##### Source material
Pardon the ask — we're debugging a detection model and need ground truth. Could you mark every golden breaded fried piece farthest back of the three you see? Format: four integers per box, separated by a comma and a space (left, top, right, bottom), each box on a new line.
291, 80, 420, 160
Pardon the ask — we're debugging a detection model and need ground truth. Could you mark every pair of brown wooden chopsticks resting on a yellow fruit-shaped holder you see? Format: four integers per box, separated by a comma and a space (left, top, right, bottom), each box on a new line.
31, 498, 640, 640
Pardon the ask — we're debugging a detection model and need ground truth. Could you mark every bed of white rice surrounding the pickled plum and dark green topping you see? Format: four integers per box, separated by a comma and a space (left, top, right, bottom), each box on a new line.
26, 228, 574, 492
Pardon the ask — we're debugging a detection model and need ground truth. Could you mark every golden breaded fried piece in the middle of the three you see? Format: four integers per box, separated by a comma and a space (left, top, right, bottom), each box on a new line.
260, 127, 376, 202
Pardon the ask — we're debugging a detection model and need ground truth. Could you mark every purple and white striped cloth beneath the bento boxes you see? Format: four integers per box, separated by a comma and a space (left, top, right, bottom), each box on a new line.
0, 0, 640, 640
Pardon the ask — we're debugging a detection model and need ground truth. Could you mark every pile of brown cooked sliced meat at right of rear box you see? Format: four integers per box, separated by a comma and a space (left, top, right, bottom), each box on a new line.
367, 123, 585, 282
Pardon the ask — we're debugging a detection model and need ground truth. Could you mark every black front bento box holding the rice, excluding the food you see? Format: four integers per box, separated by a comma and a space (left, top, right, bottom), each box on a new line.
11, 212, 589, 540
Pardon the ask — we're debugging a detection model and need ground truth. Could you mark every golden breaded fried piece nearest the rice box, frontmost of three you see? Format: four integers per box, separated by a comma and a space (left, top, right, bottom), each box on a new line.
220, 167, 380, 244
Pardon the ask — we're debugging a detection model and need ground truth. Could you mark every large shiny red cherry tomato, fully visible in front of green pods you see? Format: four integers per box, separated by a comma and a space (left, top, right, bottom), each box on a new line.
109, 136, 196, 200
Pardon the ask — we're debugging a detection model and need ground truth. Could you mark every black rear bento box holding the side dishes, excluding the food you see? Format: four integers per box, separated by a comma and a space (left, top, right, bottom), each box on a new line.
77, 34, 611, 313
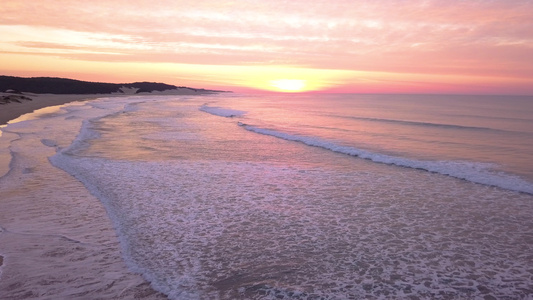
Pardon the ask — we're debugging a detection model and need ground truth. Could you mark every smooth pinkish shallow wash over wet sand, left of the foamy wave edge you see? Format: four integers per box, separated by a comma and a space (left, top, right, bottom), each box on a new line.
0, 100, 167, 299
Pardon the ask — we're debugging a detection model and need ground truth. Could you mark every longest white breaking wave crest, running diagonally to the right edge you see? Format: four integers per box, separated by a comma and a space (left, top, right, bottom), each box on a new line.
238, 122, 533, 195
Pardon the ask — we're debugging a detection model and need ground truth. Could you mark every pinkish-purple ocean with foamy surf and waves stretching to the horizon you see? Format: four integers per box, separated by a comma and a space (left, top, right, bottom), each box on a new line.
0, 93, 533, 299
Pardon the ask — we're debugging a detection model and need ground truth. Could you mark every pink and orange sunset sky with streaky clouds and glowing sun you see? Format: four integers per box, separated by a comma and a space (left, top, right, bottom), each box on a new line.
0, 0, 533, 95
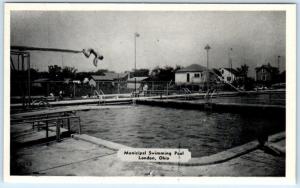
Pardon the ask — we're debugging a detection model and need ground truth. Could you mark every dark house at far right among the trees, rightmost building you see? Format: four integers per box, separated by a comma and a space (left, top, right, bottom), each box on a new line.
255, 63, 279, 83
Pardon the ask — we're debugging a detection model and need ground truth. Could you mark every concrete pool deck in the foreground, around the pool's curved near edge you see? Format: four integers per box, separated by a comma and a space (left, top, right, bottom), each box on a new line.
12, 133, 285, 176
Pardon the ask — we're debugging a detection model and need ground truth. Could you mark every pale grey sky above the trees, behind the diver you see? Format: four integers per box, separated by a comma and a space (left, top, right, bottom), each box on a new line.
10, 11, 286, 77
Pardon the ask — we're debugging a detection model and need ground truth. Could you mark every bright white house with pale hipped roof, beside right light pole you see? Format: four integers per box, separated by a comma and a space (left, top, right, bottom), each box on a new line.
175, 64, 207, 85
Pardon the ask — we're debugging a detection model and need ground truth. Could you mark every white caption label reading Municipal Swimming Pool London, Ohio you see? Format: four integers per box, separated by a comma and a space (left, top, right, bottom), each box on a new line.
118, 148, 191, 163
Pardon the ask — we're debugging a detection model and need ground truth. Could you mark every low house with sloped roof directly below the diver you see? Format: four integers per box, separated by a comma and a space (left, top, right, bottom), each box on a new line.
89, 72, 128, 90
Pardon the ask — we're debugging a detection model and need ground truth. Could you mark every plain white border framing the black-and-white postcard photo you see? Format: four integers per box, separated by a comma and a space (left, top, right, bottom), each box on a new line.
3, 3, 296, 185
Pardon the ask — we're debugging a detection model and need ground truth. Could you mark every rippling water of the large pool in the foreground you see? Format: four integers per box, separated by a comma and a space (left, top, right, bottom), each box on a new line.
##########
##### Source material
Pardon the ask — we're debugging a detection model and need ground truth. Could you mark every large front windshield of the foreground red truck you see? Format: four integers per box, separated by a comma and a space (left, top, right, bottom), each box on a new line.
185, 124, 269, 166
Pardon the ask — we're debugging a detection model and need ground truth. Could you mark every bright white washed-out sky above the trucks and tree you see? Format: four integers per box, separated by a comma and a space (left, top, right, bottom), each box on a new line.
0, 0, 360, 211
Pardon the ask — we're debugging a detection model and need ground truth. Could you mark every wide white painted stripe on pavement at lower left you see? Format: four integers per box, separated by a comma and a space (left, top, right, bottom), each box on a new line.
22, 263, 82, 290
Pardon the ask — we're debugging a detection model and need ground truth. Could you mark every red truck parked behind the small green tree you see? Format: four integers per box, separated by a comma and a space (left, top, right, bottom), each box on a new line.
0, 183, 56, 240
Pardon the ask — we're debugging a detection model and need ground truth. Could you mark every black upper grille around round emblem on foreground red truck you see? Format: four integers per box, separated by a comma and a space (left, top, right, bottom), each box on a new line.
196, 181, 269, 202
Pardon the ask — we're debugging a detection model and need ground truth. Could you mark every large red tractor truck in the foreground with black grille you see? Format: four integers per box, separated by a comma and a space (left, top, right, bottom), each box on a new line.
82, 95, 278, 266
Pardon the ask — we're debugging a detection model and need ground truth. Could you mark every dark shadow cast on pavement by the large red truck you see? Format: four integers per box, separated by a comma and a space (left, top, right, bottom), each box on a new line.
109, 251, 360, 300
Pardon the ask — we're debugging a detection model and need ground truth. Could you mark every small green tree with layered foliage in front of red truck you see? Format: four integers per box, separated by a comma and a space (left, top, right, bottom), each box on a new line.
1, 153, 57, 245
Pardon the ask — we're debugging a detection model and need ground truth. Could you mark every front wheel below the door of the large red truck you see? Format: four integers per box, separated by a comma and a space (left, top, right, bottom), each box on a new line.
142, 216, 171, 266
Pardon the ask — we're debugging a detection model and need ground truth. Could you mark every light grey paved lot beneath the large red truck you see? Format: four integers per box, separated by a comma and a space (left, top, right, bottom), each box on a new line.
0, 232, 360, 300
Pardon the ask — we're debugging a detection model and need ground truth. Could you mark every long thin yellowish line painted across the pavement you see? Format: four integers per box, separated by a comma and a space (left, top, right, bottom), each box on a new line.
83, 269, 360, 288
##########
* _Exercise brief_: Above are the entries. Copy exactly the part that opens with the line containing "mark every white" and closes with the line containing "mark every rippling", and no more.

* _Response to the exercise_:
Pardon the ask — we're debugging a detection model and need ground truth. Could you mark every white caption label reading Municipal Swimming Pool London, Ohio you see? Format: four integers per box, separated by a comma and a space (left, top, right, bottom), each box on a new line.
118, 148, 191, 163
Pardon the ask — we're debugging a detection model and need ground truth. Could you mark every low house with sloped roof directly below the diver you see? Format: four integers per box, separated by a comma and a space (left, top, right, bottom), each box on a new line.
89, 72, 128, 90
Pardon the ask — we're debugging a detection model and need ground truth. Could you mark every plain white border framing the black-and-white postcard photo you see? Format: four integers per box, separated by a comma and a space (left, top, right, bottom), each box on a new line.
3, 3, 296, 185
Pardon the ask — we're debugging a detection model and need ground truth. Could you mark every rippling water of the large pool in the foreground you see? Format: four integers per box, separated by a comma and a space (left, top, right, bottom), each box on a new line.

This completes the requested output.